### What you should do
Convert the location identification entries into a two-column CSV with the headers text and value, starting at the first line and stopping after the line that contains "pixel 184 270". Each row should hold the wording in text and its answer in value, with each field quoted and its line breaks turned into spaces.

[Location identification entries]

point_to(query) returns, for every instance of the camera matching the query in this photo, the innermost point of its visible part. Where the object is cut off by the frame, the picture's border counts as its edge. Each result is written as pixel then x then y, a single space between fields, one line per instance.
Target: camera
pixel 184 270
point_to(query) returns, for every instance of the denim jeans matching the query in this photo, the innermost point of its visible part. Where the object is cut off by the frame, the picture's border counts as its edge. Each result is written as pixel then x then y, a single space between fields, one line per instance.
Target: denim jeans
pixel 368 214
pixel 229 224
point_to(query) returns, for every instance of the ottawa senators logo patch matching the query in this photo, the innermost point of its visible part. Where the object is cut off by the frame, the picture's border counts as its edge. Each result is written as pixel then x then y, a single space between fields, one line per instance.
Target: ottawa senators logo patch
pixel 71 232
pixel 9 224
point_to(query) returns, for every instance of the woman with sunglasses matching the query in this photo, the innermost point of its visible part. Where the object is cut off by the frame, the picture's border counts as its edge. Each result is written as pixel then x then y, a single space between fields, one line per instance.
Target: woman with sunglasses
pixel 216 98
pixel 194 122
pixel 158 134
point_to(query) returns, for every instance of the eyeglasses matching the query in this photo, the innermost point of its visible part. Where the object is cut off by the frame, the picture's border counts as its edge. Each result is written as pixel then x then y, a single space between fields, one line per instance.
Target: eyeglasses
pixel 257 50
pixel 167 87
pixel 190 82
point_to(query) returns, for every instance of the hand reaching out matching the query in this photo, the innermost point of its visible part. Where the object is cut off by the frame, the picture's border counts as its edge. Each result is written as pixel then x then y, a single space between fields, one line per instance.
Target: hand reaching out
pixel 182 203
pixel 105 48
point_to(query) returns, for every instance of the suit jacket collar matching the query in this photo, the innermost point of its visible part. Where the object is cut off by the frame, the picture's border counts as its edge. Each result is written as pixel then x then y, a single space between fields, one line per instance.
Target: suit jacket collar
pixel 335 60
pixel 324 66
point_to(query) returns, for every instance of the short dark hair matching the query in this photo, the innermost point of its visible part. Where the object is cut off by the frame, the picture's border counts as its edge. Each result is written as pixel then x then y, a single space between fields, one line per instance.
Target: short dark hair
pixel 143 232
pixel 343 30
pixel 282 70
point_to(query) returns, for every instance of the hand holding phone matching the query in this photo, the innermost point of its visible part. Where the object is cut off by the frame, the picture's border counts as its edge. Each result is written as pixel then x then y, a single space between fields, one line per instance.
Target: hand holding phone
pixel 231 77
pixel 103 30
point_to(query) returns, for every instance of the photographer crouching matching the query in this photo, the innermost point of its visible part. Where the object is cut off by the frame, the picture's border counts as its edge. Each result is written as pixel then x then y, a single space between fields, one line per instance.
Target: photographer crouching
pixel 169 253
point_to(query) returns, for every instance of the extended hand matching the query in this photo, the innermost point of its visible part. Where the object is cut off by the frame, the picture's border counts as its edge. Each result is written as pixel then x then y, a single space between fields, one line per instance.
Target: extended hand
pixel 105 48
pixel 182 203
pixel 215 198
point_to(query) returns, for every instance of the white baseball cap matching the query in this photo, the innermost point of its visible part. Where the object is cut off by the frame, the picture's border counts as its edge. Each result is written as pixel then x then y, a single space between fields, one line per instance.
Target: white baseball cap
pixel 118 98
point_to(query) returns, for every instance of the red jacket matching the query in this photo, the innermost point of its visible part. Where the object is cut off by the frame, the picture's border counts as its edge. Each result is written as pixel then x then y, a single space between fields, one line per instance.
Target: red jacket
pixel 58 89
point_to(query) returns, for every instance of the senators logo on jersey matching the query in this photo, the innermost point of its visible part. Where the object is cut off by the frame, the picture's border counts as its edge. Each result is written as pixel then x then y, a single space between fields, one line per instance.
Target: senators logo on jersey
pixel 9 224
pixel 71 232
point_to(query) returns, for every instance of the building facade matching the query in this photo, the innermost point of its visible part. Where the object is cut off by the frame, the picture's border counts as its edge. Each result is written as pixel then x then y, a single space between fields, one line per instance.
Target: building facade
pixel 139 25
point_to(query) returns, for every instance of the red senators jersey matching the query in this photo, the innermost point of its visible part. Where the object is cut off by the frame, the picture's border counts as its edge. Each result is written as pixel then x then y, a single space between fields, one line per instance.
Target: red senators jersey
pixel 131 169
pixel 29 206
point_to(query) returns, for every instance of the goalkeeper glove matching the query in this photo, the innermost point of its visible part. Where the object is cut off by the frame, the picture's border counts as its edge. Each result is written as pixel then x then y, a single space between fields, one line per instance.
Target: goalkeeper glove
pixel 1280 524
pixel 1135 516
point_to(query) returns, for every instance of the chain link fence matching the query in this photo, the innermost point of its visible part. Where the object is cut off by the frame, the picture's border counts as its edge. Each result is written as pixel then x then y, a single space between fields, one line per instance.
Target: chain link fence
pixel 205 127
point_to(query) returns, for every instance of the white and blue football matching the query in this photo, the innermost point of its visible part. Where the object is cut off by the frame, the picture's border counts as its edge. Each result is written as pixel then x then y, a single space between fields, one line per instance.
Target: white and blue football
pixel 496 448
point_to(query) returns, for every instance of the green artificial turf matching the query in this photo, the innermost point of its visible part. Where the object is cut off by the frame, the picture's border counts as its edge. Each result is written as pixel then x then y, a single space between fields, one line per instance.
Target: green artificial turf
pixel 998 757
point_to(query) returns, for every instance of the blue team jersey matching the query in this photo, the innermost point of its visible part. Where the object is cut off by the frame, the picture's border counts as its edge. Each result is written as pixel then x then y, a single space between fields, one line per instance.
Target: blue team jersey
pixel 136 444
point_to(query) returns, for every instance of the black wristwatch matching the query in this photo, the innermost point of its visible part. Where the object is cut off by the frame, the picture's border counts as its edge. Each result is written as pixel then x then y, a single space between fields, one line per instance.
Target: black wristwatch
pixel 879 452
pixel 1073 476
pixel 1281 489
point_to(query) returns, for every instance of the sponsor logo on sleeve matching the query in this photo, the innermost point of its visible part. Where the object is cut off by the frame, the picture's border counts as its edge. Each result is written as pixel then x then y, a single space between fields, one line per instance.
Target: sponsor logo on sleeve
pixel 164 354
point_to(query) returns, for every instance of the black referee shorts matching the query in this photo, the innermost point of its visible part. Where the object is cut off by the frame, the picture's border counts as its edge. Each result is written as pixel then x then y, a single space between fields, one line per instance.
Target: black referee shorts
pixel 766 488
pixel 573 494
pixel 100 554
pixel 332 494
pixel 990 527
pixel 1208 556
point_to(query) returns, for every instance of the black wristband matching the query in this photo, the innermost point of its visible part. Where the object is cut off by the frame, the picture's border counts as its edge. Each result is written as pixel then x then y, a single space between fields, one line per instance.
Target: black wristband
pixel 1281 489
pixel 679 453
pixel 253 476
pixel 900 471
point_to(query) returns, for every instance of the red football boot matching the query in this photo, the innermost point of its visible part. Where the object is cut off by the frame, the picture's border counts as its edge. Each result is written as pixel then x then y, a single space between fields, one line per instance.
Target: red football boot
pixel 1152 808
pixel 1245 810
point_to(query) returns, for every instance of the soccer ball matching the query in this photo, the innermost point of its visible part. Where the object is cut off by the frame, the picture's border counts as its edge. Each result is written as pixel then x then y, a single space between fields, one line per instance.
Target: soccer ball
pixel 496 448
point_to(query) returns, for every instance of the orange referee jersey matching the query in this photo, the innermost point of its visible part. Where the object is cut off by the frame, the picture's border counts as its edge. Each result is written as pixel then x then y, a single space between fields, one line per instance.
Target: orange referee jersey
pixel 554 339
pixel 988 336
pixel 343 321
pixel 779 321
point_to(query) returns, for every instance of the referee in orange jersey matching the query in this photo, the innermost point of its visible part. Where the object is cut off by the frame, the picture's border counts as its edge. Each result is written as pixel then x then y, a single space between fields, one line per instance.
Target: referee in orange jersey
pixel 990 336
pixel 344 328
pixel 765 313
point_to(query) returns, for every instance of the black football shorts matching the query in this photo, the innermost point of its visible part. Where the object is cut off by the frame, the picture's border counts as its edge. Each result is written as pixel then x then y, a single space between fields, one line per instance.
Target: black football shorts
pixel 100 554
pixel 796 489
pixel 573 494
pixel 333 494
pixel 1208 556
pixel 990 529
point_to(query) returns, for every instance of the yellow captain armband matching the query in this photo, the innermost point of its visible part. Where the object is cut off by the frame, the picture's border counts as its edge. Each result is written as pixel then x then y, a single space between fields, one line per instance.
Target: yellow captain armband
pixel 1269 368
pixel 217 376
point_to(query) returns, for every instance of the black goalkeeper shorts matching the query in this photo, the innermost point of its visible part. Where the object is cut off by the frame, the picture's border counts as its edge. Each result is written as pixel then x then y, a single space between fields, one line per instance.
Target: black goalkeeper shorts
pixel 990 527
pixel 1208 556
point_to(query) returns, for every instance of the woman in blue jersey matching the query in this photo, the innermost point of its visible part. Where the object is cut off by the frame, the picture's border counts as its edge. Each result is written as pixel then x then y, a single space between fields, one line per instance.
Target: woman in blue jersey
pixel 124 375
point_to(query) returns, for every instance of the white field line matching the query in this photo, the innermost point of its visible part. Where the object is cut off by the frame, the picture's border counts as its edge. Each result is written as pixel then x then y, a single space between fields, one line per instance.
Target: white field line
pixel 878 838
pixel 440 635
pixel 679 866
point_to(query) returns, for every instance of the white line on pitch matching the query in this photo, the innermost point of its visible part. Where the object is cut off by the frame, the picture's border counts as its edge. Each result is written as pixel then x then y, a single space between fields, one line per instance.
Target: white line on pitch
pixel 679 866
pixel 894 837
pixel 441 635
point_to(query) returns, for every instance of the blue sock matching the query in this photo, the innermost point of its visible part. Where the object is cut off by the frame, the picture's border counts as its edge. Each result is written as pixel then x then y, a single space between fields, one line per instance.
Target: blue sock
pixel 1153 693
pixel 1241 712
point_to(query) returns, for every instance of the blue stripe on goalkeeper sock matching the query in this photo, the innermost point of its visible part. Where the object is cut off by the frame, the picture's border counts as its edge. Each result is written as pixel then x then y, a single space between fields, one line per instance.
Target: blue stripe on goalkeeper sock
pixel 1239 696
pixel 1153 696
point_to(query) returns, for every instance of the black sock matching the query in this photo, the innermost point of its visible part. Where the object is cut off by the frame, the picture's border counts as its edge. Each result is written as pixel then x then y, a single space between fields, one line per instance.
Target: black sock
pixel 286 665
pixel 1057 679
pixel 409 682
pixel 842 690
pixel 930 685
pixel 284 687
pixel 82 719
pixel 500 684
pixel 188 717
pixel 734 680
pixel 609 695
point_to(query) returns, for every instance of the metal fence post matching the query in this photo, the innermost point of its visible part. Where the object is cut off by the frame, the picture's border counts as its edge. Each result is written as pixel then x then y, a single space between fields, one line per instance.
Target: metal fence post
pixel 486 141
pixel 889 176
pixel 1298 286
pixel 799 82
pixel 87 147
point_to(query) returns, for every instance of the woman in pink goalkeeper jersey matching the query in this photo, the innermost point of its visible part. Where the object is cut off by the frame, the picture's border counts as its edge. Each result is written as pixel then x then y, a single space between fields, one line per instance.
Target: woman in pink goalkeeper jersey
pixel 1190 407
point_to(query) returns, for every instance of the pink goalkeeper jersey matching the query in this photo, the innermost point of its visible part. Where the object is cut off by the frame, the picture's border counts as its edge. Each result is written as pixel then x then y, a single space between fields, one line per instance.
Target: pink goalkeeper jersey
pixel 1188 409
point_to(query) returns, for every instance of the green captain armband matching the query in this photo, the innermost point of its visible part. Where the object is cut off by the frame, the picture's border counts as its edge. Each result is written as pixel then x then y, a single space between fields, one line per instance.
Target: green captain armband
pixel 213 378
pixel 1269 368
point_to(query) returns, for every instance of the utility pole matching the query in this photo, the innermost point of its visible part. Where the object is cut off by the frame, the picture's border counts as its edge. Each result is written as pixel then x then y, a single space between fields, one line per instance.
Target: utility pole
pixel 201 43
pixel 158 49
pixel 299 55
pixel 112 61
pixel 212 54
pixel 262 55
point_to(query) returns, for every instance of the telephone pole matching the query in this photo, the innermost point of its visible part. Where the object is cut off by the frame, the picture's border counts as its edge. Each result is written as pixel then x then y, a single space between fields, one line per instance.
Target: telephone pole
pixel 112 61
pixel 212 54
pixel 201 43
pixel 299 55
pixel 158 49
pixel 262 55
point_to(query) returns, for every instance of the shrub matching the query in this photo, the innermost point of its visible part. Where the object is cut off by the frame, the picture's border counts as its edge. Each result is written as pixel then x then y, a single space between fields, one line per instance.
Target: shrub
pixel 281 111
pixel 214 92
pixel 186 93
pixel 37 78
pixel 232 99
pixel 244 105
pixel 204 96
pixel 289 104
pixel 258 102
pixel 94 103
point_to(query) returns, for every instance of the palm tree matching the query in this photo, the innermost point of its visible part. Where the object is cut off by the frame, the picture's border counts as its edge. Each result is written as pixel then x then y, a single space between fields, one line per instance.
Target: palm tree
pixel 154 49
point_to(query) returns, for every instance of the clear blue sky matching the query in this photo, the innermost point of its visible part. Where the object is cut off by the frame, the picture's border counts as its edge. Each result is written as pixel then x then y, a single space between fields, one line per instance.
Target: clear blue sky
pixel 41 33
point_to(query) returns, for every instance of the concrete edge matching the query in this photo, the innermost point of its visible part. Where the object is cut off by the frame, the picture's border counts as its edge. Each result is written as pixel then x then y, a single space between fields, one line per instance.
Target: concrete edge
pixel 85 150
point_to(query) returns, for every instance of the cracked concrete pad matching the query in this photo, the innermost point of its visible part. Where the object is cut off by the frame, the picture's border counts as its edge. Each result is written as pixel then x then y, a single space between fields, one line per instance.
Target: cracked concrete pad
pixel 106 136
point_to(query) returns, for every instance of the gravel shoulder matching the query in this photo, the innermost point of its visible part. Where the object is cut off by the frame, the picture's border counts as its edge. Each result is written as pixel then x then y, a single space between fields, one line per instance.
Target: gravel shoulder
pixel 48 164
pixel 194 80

### Reply to the exercise
text,value
"point_to(query) returns, for every instance of the camera matching the query in this photo, the innermost point of its visible part. Where the object is cut off by the frame, the picture's border counts as its edge. Each result is written as pixel then x then y, a single space between fields, one line per instance. Target: camera","pixel 184 270"